◆ Records to use
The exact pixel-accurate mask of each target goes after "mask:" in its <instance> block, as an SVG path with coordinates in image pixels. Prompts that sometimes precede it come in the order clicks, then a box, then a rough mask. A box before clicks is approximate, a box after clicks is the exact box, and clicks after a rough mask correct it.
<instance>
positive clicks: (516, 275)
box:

* * *

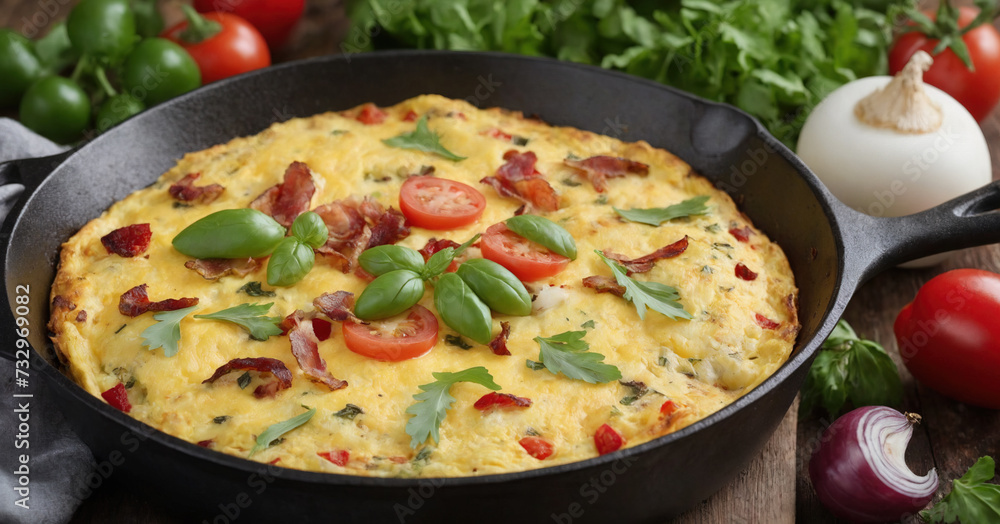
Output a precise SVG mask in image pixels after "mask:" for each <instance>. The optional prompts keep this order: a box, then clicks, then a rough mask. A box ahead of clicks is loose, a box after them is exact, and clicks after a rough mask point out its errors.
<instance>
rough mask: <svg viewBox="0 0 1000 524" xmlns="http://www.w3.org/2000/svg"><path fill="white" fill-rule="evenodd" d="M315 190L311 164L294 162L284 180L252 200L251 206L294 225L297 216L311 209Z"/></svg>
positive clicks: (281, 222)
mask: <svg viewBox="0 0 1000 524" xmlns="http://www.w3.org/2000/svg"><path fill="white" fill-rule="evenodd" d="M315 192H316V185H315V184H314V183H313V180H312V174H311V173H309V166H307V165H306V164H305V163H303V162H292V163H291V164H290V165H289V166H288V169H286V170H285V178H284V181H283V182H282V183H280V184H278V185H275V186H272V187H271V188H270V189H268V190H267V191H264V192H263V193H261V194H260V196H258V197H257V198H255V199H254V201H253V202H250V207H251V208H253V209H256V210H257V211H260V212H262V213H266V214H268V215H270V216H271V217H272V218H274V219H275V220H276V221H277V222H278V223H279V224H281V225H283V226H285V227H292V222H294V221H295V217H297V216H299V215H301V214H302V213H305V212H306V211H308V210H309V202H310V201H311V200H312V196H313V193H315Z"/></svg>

◆ What to work on
How many lines of the material contain the string "exact"? Reply with the number alone.

◆ Answer box
2